*Textauszug:*

————————

Bei wieviel Volt bist Du? Und bedenke Chatten usw. ist keine Last! Es muß eine Furmark stabile Spannung sein, nicht daß Dir irgendwann bei einer wichtigen Sache der Rechner einfriert und Daten weg sind.

Zum Ram:

Also zuerst wollte ich die Kingston. Liegen so bei 110 EUR aufwärts. Die Corsairs für um die 80 EUR sehe ich nicht als Aufpreis im Vergleich zu anderen Riegeln. Dafür gibts aber bessere Performance. Wenn ich sie hab, bench ich sie. Ein paar von den Angeboten hier 8GB CORSAIR Vengeance - High Performance Laptop Memory (CMSX8GX3M2A1866C10) - Daten- und Preisvergleich - Schottenland.de sind schon extrem. Frag mich was mit denen los ist, wenn ab 25,60 EUR Angebote gelistet werden? Ist das wie mit verbeulten Konserven


----------



## doodlez (7. Januar 2012)

also hab ma auf der Seite geschaut obs so ungefähre Einstellungen gibt und hab die übernommen die für nen E350 vorgeschlagen wurden 


P0 1,2250
P1 1,0500
P2 0,8250 diesen Wert hab ich selber ermittelt um zu Wissen wie weit er noch runter geht ohne das er einfriert zwecks Idle modus chatten und so
NB P0 0,8500
NB P1 0,8000


Diese Werte Laufen bei mir Stabil und wenns bei dir so läuft musste einfach auf Service drücken und dann nen Haken bei Make Custom ...... und dann Updaten dann sollte es eigentlich gehen




zu dem Ram wäre ich ma interesiert, weil je öfters ich jetzt schaue finde ich das der Brazos bis zu 1333 Mhz unterstützt und die Lianos ein bisschen mehr, aber das werden wir ja sehen, ich finde aber für das bisschen mehr Performance würde nicht so viel ausgeben da die Apu eher der Flaschenhals ist


----------



## Ementec (8. Januar 2012)

————————

*Extrahiertes Material:*

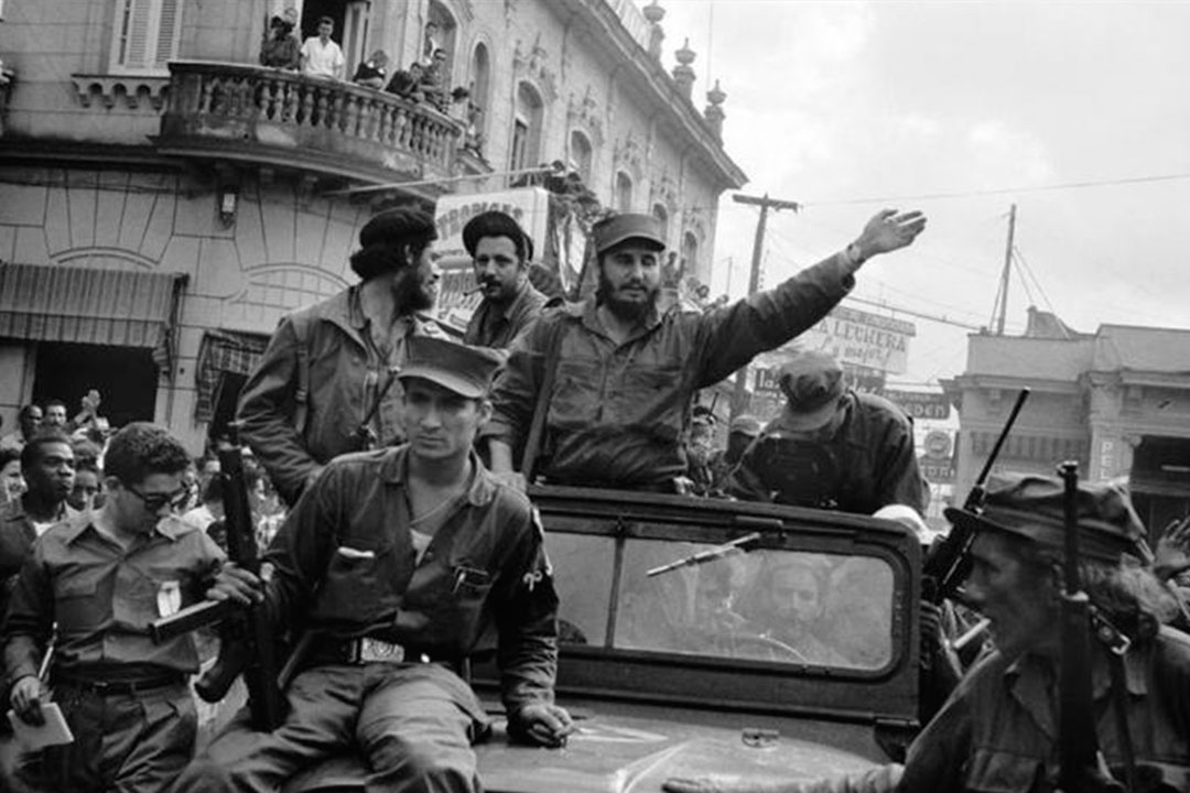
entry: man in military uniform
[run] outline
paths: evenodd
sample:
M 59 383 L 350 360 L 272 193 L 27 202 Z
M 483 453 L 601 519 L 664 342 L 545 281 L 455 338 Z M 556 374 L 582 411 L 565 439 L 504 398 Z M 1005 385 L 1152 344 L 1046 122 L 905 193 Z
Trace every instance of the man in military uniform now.
M 663 314 L 659 221 L 600 221 L 596 295 L 534 323 L 496 385 L 493 471 L 519 466 L 540 394 L 547 410 L 537 451 L 547 480 L 674 492 L 688 476 L 695 391 L 810 328 L 851 290 L 865 260 L 909 245 L 925 225 L 917 212 L 881 212 L 843 252 L 776 289 L 706 314 Z
M 466 323 L 463 341 L 507 348 L 538 316 L 549 298 L 528 282 L 533 240 L 502 212 L 483 212 L 463 226 L 463 247 L 475 266 L 483 301 Z
M 401 370 L 408 443 L 338 458 L 311 485 L 265 554 L 262 584 L 234 566 L 209 593 L 263 599 L 278 628 L 303 621 L 309 649 L 288 716 L 255 732 L 245 712 L 217 736 L 178 791 L 276 791 L 347 748 L 368 789 L 478 789 L 471 742 L 488 718 L 459 676 L 495 650 L 509 734 L 558 745 L 553 705 L 557 596 L 528 499 L 472 451 L 502 357 L 415 338 Z
M 74 743 L 45 749 L 35 786 L 155 793 L 190 760 L 194 641 L 155 644 L 146 630 L 201 599 L 223 561 L 211 537 L 171 514 L 187 496 L 188 461 L 164 429 L 129 424 L 104 458 L 104 506 L 51 527 L 21 567 L 5 647 L 11 704 L 21 720 L 42 724 L 52 690 L 74 732 Z
M 243 440 L 289 504 L 338 454 L 402 440 L 396 370 L 409 339 L 441 334 L 433 307 L 434 220 L 382 212 L 359 231 L 351 270 L 363 283 L 281 326 L 239 401 Z
M 889 504 L 925 512 L 928 487 L 900 408 L 846 388 L 826 353 L 797 352 L 777 383 L 784 410 L 744 453 L 733 496 L 863 515 Z
M 991 621 L 996 650 L 963 679 L 909 747 L 903 767 L 808 783 L 671 779 L 663 789 L 1053 791 L 1059 770 L 1063 506 L 1057 478 L 1014 477 L 989 487 L 982 514 L 947 510 L 952 522 L 976 531 L 966 593 Z M 1122 490 L 1100 484 L 1079 485 L 1077 521 L 1083 589 L 1092 608 L 1129 640 L 1123 649 L 1111 649 L 1092 638 L 1097 722 L 1086 728 L 1094 726 L 1117 779 L 1133 767 L 1130 793 L 1190 789 L 1190 637 L 1163 624 L 1176 604 L 1135 561 L 1144 525 Z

————————

*Aufgaben und Übungen:*
• 1. Beantworten Sie anhand des Textauszugs über Spannung und Arbeitsspeicher:
(a) Ab welchem Preis sind laut dem Textauszug Angebote für die Corsair-Riegel gelistet?
(b) Welchen Wert nennt doodlez für P0?
(c) Bis zu wie viel MHz unterstützt der Brazos nach dem Textauszug?
• 2. Verschieben Sie die Lösungsumrisse in den Zeilen, indem Sie zu jeder Koordinate in den Antworten 138 addieren. Geben Sie dazu nur die Zeilen wieder, beginnend mit der ersten der Zeilen bis einschließlich der Zeile mit „M 889 504 L“, die Aufforderungen eingeschlossen, und lassen Sie die Bilder weg.
Der Textauszug und die Zeilen stammen aus verschiedenen Quellen.

*Lösungen:*
• 1.
(a) Ab 25,60 EUR.
(b) 1,2250.
(c) Bis zu 1333 MHz.

• 2.
entry: man in military uniform
[run] outline
paths: evenodd
sample:
M 59 383 L 350 360 L 272 193 L 27 202 Z
M 483 453 L 601 519 L 664 342 L 545 281 L 455 338 Z M 556 374 L 582 411 L 565 439 L 504 398 Z M 1005 385 L 1152 344 L 1046 122 L 905 193 Z
Trace every instance of the man in military uniform now.
M 801 452 L 797 359 L 738 359 L 734 433 L 672 461 L 634 523 L 631 609 L 657 604 L 678 532 L 685 548 L 675 589 L 685 618 L 812 630 L 826 614 L 833 529 L 948 466 L 989 428 L 1003 398 L 1047 383 L 1063 363 L 1055 350 L 1019 350 L 981 390 L 914 427 L 844 452 Z
M 604 461 L 601 479 L 645 486 L 676 454 L 687 436 L 666 420 L 671 378 L 640 350 L 621 350 L 601 364 L 601 385 L 613 404 L 621 439 Z
M 539 508 L 546 581 L 476 596 L 449 623 L 403 692 L 400 722 L 372 704 L 347 731 L 401 737 L 416 766 L 441 759 L 447 787 L 426 854 L 393 870 L 383 850 L 355 874 L 316 929 L 414 929 L 485 886 L 506 927 L 616 927 L 609 880 L 626 856 L 597 814 L 633 788 L 647 872 L 696 883 L 691 843 L 695 734 L 666 637 L 610 589 L 640 495 L 553 476 Z
M 212 881 L 183 887 L 173 924 L 293 931 L 328 898 L 332 779 L 293 782 L 284 768 L 339 737 L 361 699 L 349 675 L 309 652 L 325 634 L 326 599 L 302 567 L 267 562 L 242 596 L 242 644 L 189 665 L 159 705 L 143 785 L 149 842 L 159 858 L 180 862 L 190 828 L 212 870 Z
M 381 578 L 427 642 L 476 592 L 540 578 L 534 508 L 547 477 L 579 472 L 571 445 L 572 358 L 520 350 L 497 369 L 489 408 L 501 421 L 419 464 L 377 539 Z
M 1027 642 L 1063 650 L 1066 625 L 1038 546 L 984 526 L 964 491 L 935 490 L 915 521 L 922 548 L 882 591 L 871 634 L 1001 653 Z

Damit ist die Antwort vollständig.